Explore the material:
A. Repeat the portion of the text on covering the COVID beat from "What can you" up to and including "is not read.".
B. For each statement below, decide whether it agrees with the text on covering the COVID beat, answering yes or no and quoting the deciding words: (i) Deadlines still mean something to the narrator. (ii) The narrator's parents had given a warning. (iii) The narrator attributes the ringing in the ears to cigar smoke and too much brandy.
C. Translate into Spanish this sentence from the text on covering the COVID beat: "Deadlines used to mean something to me."

Text:
────────

Covering the COVID beat

After a while on the COVID beat one night runs into the next. They all start to look the same. You don’t know whether you are coming or going.

You start to get a little paranoid.

Deadlines used to mean something to me. Not any more. Now I can barely hear myself think. Worn down by the life of a grunt beat-writer, chasing a morsel of news that might make a bit of difference to one poor soul out there, if I’m lucky.

I can’t make out the letters on the keyboard. The thoughts in my head are drowned out by the ringing in my ears… from the cigar smoke, and too much brandy. 

Who thought I’d be stuck here in this one horse town, tracking an invisible bug to the far reaches of the earth, into fascist regimes, into powerful laboratories, palaces, and parliaments? All for what? A lousy paycheck and my name on the top of a column that no one reads? 

What can you say? It’s the life of a journalist! I can’t say my parents didn’t warn me.

The difference between literature and journalism is that journalism is unreadable and literature is not read.

(Was that them or Oscar Wilde?)

That’s not even to mention, concerning COVID, the outlook for the future is a bunch of crap!

────────

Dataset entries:
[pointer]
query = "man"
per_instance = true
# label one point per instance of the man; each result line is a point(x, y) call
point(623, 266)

────────

Outputs by task:
A.
What can you say? It’s the life of a journalist! I can’t say my parents didn’t warn me.

The difference between literature and journalism is that journalism is unreadable and literature is not read.

B.
(i) No: "Deadlines used to mean something to me. Not any more."
(ii) Yes: "I can’t say my parents didn’t warn me."
(iii) Yes: "the ringing in my ears… from the cigar smoke, and too much brandy."

C. Los plazos solían significar algo para mí.